■ **WORK TO DO**: Reproduce the lines below, substituting "greatly appreciated" for each occurrence of "much appreciated" and leaving all other text unchanged.

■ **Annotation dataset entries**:

___

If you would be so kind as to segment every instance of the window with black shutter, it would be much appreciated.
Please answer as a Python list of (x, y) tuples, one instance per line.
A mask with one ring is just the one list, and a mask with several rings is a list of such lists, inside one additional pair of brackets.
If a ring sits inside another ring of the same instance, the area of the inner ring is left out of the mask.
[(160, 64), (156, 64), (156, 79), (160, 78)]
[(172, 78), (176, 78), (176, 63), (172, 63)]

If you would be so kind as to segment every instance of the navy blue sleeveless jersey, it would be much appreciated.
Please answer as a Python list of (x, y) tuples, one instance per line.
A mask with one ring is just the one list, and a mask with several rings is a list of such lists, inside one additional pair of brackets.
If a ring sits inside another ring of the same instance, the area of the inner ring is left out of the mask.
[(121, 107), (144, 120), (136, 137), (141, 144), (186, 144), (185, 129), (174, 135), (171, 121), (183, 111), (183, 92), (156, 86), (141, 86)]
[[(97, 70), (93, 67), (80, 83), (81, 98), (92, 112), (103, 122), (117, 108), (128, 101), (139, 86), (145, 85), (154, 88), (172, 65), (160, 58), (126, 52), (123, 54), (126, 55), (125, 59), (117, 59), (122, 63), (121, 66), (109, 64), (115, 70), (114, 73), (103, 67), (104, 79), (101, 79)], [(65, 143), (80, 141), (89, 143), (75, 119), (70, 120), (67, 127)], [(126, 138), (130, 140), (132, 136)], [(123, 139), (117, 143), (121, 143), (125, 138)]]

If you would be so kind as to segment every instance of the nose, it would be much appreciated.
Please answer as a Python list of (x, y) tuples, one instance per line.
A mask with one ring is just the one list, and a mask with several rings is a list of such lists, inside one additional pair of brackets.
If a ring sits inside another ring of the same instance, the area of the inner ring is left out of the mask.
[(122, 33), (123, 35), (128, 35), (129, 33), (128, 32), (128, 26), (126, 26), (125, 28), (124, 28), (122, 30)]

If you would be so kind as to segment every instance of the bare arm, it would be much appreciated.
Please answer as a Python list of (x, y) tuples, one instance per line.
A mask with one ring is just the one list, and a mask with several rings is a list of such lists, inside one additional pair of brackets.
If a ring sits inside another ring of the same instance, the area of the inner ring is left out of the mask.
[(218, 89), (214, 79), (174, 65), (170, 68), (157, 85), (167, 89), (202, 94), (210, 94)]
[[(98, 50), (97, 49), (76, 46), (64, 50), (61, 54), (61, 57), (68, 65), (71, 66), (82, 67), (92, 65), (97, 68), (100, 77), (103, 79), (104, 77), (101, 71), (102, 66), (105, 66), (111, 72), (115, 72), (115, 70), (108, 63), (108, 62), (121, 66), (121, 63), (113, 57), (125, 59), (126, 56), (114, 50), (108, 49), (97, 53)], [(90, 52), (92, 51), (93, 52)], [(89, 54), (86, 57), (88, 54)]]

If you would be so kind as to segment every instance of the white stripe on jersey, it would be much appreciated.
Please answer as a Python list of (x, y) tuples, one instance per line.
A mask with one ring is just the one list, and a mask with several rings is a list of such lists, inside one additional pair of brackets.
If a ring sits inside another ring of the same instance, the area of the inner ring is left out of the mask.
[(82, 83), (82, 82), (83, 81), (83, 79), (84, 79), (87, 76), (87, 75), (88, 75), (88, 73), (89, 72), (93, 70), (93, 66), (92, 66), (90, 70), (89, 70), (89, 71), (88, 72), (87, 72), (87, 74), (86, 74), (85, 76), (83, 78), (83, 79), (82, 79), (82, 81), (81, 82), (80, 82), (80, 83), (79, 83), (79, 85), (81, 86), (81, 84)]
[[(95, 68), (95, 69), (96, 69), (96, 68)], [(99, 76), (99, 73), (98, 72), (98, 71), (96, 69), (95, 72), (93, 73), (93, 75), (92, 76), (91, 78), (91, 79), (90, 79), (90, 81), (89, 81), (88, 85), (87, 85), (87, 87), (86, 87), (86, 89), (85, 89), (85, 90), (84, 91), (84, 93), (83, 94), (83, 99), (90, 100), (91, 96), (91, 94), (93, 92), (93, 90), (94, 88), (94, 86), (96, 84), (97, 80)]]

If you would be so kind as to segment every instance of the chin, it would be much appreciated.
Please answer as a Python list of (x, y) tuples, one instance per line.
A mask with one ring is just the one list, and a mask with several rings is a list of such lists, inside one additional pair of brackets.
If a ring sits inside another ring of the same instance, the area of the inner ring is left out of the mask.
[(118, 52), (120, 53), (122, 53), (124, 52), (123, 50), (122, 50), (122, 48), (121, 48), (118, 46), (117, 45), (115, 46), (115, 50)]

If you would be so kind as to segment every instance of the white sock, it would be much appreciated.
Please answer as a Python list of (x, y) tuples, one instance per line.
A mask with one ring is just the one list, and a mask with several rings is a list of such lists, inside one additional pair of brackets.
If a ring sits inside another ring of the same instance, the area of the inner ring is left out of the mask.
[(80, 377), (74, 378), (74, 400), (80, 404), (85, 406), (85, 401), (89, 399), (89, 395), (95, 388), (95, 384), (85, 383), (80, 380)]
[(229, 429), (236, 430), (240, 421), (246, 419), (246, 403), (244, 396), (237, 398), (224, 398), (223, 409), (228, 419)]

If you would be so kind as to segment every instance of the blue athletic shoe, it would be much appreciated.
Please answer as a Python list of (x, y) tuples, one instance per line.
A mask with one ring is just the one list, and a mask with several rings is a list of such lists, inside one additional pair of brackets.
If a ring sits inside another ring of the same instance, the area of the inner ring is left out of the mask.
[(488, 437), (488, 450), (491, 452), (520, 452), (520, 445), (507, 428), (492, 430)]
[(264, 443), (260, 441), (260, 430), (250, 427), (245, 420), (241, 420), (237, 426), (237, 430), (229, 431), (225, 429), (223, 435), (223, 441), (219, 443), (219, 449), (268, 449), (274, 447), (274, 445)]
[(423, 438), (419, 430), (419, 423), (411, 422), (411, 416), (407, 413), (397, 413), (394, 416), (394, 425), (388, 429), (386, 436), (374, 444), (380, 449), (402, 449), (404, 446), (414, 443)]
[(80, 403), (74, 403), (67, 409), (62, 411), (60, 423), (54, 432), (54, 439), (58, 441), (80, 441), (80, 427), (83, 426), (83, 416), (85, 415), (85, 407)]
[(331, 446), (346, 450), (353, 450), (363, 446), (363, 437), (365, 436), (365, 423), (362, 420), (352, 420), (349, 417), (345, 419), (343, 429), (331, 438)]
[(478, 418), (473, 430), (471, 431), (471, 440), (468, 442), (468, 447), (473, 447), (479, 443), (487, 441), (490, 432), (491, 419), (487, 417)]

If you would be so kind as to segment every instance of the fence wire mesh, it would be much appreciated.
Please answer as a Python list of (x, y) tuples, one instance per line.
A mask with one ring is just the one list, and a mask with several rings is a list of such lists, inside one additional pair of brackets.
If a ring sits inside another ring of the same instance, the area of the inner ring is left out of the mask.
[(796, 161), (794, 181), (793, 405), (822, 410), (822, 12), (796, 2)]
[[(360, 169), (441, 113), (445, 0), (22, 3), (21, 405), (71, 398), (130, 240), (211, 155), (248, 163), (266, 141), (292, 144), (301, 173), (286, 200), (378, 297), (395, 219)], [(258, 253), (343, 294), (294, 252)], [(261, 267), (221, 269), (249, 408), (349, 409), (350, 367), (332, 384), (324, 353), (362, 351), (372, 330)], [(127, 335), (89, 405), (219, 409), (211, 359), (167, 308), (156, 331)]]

___

■ **TASK SOLUTION**:
If you would be so kind as to segment every instance of the window with black shutter, it would be greatly appreciated.
Please answer as a Python list of (x, y) tuples, one instance per line.
A mask with one ring is just the one list, and a mask with several rings is a list of such lists, inside one additional pair of brackets.
If a ring sits inside another ring of the same instance, the area of the inner ring is left out of the mask.
[(160, 64), (156, 64), (156, 79), (160, 78)]
[(172, 78), (176, 78), (176, 63), (172, 63)]

If you would be so kind as to segment every instance of the navy blue sleeveless jersey, it would be greatly appreciated.
Please answer as a Python list of (x, y) tuples, one instance per line.
A mask with one ring is just the one list, and a mask with several rings is a list of such lists, inside one additional pair of brackets.
If a ring sits inside another ring of the same instance, the area of the inner ring is left out of the mask.
[(121, 107), (144, 120), (136, 137), (141, 144), (186, 144), (185, 129), (174, 135), (171, 121), (183, 111), (183, 92), (156, 86), (141, 86)]
[[(97, 70), (93, 67), (80, 83), (81, 98), (92, 112), (103, 122), (117, 108), (128, 101), (139, 86), (145, 85), (154, 88), (172, 65), (160, 58), (126, 52), (123, 54), (126, 55), (125, 59), (117, 59), (122, 63), (121, 66), (109, 64), (115, 70), (114, 73), (103, 67), (104, 79), (101, 79)], [(65, 143), (80, 141), (89, 143), (75, 119), (70, 120), (67, 127)], [(126, 138), (130, 140), (132, 136)], [(123, 139), (117, 143), (121, 143), (125, 138)]]

If you would be so kind as to segment every instance of the nose, it would be greatly appreciated.
Please answer as a Python list of (x, y) tuples, one instance per line.
A mask with one ring is just the one list, and a mask with several rings is a list of such lists, inside one additional pair of brackets.
If a ring sits inside another ring of the same instance, the area of the inner ring is left out of the mask.
[(122, 33), (123, 35), (128, 35), (129, 33), (128, 32), (128, 26), (126, 26), (125, 28), (124, 28), (122, 30)]

If you would be so kind as to segment every instance of the bare arm, it would be greatly appreciated.
Please answer as a Python list of (x, y) tuples, one instance per line.
A mask with one ring is just the one list, and a mask with several rings is a list of such lists, inside one additional pair of brackets.
If a ring sits inside another ring of the same instance, the area of the inner ring is left out of the mask.
[(218, 89), (214, 79), (174, 65), (170, 68), (157, 85), (167, 89), (202, 94), (210, 94)]
[[(98, 50), (97, 49), (76, 46), (64, 50), (61, 54), (61, 57), (68, 65), (71, 66), (82, 67), (92, 65), (97, 68), (100, 77), (103, 79), (104, 77), (101, 71), (102, 66), (105, 66), (111, 72), (115, 72), (115, 70), (108, 63), (108, 62), (121, 66), (121, 63), (113, 57), (125, 59), (126, 56), (114, 50), (108, 49), (97, 53)], [(90, 52), (92, 51), (93, 52)], [(89, 54), (86, 57), (88, 54)]]

If you would be so kind as to segment every instance of the white stripe on jersey, it would be greatly appreciated.
Please answer as a Python list of (x, y) tuples, one instance per line.
A mask with one ring is just the one list, and a mask with several rings is a list of such lists, inside one additional pair of brackets.
If a ring sits inside another ring of the same instance, the area of the inner ring is left out of the mask.
[(82, 83), (82, 82), (83, 81), (83, 79), (84, 79), (87, 76), (87, 75), (88, 75), (88, 73), (89, 72), (93, 70), (93, 66), (92, 66), (90, 70), (89, 70), (89, 71), (88, 72), (87, 72), (87, 74), (86, 74), (85, 76), (83, 78), (83, 79), (82, 79), (82, 81), (81, 82), (80, 82), (80, 83), (79, 83), (79, 85), (81, 86), (81, 84)]
[[(95, 68), (95, 69), (96, 69), (96, 68)], [(99, 76), (99, 73), (98, 72), (98, 71), (96, 69), (95, 72), (93, 73), (93, 75), (92, 76), (91, 78), (91, 79), (90, 79), (90, 81), (89, 81), (88, 85), (87, 85), (87, 87), (86, 87), (86, 89), (85, 89), (85, 90), (84, 91), (84, 93), (83, 94), (83, 99), (90, 100), (91, 96), (91, 94), (93, 92), (93, 90), (94, 88), (94, 86), (96, 84), (97, 80)]]

If you would be so kind as to segment every instance of the chin, it would be greatly appreciated.
Please answer as a Python list of (x, y) tuples, one instance per line.
A mask with one ring is just the one list, and a mask with several rings is a list of such lists, inside one additional pair of brackets.
If a ring sits inside another ring of the same instance, the area of the inner ring is left out of the mask.
[(118, 52), (120, 53), (122, 53), (124, 52), (123, 50), (122, 50), (122, 48), (121, 48), (118, 46), (117, 45), (115, 46), (115, 50)]

If you would be so kind as to segment every instance of the white sock, it would be greatly appreciated.
Please answer as a Python list of (x, y) tuples, one instance per line.
A mask with one ring is just the one list, and a mask with several rings is a list of such lists, inside one additional pair of brackets.
If a ring sits inside another ring of the same instance, the area of the inner ring is left out of the mask.
[(80, 377), (74, 378), (74, 400), (80, 404), (85, 406), (85, 401), (89, 399), (89, 395), (95, 388), (95, 384), (85, 383), (80, 380)]
[(229, 429), (236, 430), (240, 421), (246, 419), (246, 403), (244, 396), (237, 398), (224, 398), (223, 409), (228, 419)]

If you would be so kind as to segment every instance of the blue athletic shoe, it would be greatly appreciated.
Please answer as a Python list of (x, y) tuples, one instance per line.
A mask with one ring is just the one list, and a mask with several rings is a list of such lists, inside one additional pair of brackets.
If a ring sits inside another ring of the same instance, the area of the inner ring is left out of the mask.
[(488, 437), (488, 450), (491, 452), (520, 452), (520, 445), (507, 428), (492, 430)]
[(264, 443), (260, 441), (260, 430), (250, 427), (245, 420), (241, 420), (237, 426), (237, 430), (229, 431), (225, 429), (223, 435), (223, 441), (219, 443), (219, 449), (268, 449), (274, 447), (274, 445)]
[(423, 438), (419, 430), (419, 423), (411, 422), (411, 416), (407, 413), (397, 413), (394, 416), (394, 425), (388, 429), (386, 436), (374, 444), (380, 449), (402, 449), (404, 446), (414, 443)]
[(80, 403), (74, 403), (67, 409), (62, 411), (60, 423), (54, 432), (54, 439), (58, 441), (80, 441), (80, 427), (83, 426), (83, 416), (85, 415), (85, 407)]
[(331, 446), (346, 450), (353, 450), (363, 446), (363, 437), (365, 436), (365, 423), (362, 420), (352, 420), (349, 417), (345, 419), (343, 429), (331, 438)]
[(478, 418), (473, 430), (471, 431), (471, 440), (468, 442), (468, 447), (473, 447), (479, 443), (487, 441), (490, 432), (491, 419), (487, 417)]

If you would be so kind as to segment every instance of the fence wire mesh, it would be greatly appreciated.
Please answer as a Python list of (x, y) tuples, one instance per line.
A mask with one ring is just the one list, and a mask with several rings is a list of such lists, inside one additional pair of brackets.
If a ring sits inside another ring of the same instance, the area of the inner ring is left out of the mask.
[(796, 161), (794, 181), (793, 405), (822, 410), (822, 12), (796, 2)]
[[(360, 169), (441, 113), (445, 0), (22, 3), (21, 405), (71, 398), (130, 240), (211, 155), (248, 163), (266, 141), (292, 144), (301, 173), (286, 200), (378, 297), (395, 219)], [(258, 253), (343, 294), (294, 252)], [(261, 267), (221, 269), (249, 408), (349, 409), (350, 367), (332, 384), (324, 353), (362, 351), (372, 330)], [(127, 335), (89, 405), (219, 409), (211, 359), (167, 308), (156, 331)]]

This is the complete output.